FRAGMENTO DEL DOCUMENTO -
Nacida el 20 de junio de 1942, vivió una infancia de pobreza con sus padres y diez hermanos en el rancho ‘El Rincón’, estado de México.
Sin contar con una propiedad, su padre se vio obligado a cultivar los terrenos que le prestaban y, sin casa, a vivir en cuevas cercanas. Pese a todo, siempre había algo que comer pues toda la familia se afanaba en la siembra de maíz, frijol, plátano, jitomate y yuca.
Las hojas del maíz sirvieron también para alimentar su fantasía de niña. “Jugaba a las muñecas con hojas de maíz que cortábamos y amarraba con un trapo” recuerda.
Al cumplir los 15 años su padre consiguió que le prestaran una casa en el pueblo La Palma. Ahí se enamoró de Herón Carbajal, un joven un poco mayor que ella, con quien se casó a los 17 años. “¿A donde más salíamos?, y con mi papá bien estricto, ¿qué más podía hacer?”, nos dice.
Quince hijos resultaron de la unión, de ellos sacerdote, nuestro conocido Padre Gabriel Carvajal-Salazar, Vicario de la parroquia San Gabriel en Charlotte.

CON LA INFORMACIÓN -
#1 Responde según el fragmento biográfico:
(a) ¿En qué fecha nació?
(b) ¿Con qué hacía sus muñecas de niña?
(c) ¿A qué edad se casó?
#2 Escribe lo que sigue al fragmento biográfico, a partir de su última oración.

DATOS PROPORCIONADOS -
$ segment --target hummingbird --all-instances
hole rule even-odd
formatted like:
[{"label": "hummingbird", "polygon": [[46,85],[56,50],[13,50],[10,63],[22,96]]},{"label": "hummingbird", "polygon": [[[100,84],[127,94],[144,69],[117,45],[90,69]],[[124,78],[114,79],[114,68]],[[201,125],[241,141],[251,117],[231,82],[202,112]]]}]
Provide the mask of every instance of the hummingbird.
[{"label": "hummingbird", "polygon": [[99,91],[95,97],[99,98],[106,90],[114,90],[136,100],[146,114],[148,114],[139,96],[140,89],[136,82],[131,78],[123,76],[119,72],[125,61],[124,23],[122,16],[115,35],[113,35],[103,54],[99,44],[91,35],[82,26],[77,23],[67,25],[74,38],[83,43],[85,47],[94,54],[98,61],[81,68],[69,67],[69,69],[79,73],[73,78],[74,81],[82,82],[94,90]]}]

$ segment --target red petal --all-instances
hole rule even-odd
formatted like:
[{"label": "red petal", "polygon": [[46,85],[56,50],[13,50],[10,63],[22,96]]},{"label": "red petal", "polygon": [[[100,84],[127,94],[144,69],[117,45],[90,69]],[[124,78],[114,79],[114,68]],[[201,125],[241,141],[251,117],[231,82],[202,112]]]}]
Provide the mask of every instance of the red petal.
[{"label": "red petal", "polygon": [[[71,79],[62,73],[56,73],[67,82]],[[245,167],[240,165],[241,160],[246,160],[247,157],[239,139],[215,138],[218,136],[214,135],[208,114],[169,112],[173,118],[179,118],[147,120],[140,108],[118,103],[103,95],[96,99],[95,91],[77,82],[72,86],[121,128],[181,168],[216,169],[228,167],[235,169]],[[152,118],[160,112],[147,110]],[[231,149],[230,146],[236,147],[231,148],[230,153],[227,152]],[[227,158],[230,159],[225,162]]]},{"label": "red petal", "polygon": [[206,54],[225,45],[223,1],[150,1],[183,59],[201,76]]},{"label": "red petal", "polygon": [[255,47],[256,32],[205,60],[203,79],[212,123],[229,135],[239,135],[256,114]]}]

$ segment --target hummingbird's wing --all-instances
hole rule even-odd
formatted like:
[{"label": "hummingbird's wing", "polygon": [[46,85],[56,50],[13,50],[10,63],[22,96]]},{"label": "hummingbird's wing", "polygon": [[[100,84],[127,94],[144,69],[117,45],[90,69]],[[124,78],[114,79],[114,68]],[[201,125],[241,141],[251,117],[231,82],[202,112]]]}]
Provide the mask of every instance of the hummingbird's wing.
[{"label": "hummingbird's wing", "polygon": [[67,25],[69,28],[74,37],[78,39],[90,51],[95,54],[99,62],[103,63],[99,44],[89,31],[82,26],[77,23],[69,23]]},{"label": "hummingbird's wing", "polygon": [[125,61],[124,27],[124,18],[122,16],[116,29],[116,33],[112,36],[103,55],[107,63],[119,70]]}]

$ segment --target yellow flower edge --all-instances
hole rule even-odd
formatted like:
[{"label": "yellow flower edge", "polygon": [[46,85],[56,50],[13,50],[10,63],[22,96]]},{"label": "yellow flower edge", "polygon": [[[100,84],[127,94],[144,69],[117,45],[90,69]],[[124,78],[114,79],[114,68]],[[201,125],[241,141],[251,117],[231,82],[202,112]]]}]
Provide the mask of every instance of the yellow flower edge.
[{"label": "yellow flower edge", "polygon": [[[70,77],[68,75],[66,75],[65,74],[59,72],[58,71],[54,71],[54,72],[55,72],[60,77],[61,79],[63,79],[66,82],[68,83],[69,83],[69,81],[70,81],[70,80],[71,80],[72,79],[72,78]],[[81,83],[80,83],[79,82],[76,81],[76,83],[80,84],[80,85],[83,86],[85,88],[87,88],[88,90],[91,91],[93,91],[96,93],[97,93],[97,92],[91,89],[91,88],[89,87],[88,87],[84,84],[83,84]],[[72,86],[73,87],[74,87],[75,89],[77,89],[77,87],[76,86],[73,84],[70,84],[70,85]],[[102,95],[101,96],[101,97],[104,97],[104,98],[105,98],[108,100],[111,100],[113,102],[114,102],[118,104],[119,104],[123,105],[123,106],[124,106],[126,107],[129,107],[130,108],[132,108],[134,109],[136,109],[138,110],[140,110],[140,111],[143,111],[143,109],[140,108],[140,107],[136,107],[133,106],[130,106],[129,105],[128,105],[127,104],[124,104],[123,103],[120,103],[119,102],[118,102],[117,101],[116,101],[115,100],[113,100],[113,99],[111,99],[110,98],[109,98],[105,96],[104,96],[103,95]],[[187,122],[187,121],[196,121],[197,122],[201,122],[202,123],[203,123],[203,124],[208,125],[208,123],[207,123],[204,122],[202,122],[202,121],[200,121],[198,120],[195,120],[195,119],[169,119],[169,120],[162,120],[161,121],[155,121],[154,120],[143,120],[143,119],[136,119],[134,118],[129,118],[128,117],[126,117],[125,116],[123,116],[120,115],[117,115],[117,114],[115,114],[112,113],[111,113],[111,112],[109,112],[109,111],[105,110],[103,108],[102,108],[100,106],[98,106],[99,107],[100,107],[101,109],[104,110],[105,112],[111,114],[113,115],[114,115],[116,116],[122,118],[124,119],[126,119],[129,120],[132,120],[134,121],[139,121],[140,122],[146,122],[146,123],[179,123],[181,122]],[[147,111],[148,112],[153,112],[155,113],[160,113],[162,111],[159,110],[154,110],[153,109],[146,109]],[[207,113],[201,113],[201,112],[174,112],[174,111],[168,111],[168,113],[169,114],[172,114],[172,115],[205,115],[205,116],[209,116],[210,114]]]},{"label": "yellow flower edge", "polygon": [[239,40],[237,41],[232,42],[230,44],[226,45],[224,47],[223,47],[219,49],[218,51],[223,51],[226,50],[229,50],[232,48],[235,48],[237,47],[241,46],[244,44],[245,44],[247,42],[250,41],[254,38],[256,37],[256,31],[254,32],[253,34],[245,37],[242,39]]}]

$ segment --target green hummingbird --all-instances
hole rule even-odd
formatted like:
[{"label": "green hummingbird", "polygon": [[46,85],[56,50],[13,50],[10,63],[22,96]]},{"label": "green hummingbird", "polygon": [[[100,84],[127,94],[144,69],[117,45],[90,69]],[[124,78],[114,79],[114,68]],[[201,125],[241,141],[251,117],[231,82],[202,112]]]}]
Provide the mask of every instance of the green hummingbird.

RESPUESTAS POR TAREA -
#1
(a) El 20 de junio de 1942.
(b) Con hojas de maíz que cortaban y que ella amarraba con un trapo.
(c) A los 17 años.

#2
La vida de casada la llevó a trasladarse a un rancho en Veracruz, donde “todo era puro lodo”, pura terracería. La lucha por una mejor vida para sus hijos la obligó a seguir trabajando en faenas agotadoras.
Se levantaba a las cuatro de la mañana a moler el maíz y preparar las tortillas que los peones del rancho recibían a las seis de la mañana, cargaba leña, acarreaba agua desde el pozo a casi una milla de distancia y recogía el maíz, tareas en las que toda la familia trabajaba. “Era un trabajo de todos los días, vivíamos al día, yo pensé que nunca iba salir de allí, que ahí me iba a quedar toda la vida, que así iba a morir”, relató.
Con un hijo enfermo, busca ayuda para él y se traslada con todos los niños a Ciudad de México, dejando a su esposo en el rancho.
En la ciudad se acaban las labores del campo pero, para mantener a la familia, lavó y planchó ropa ajena, aseó casas e hizo mandados.
“Casi no veía a mis hijos. Llegaba a la noche a cocinar, a dejar todo listo, y al día siguiente igual, lo mismo. A veces me tenía que quedar en el hospital acompañando a mi hijo enfermo. Gracias a Dios salimos de eso ya”.
Para doña María, la crianza de sus hijos tuvo sus bemoles, pero nunca le resultó difícil y a todos los quiso y quiere por igual. Si bien no imaginó tener quince hijos, “se fueron dando y la vida en el rancho era más fácil. No habían malas compañías, estábamos solos en la casa”.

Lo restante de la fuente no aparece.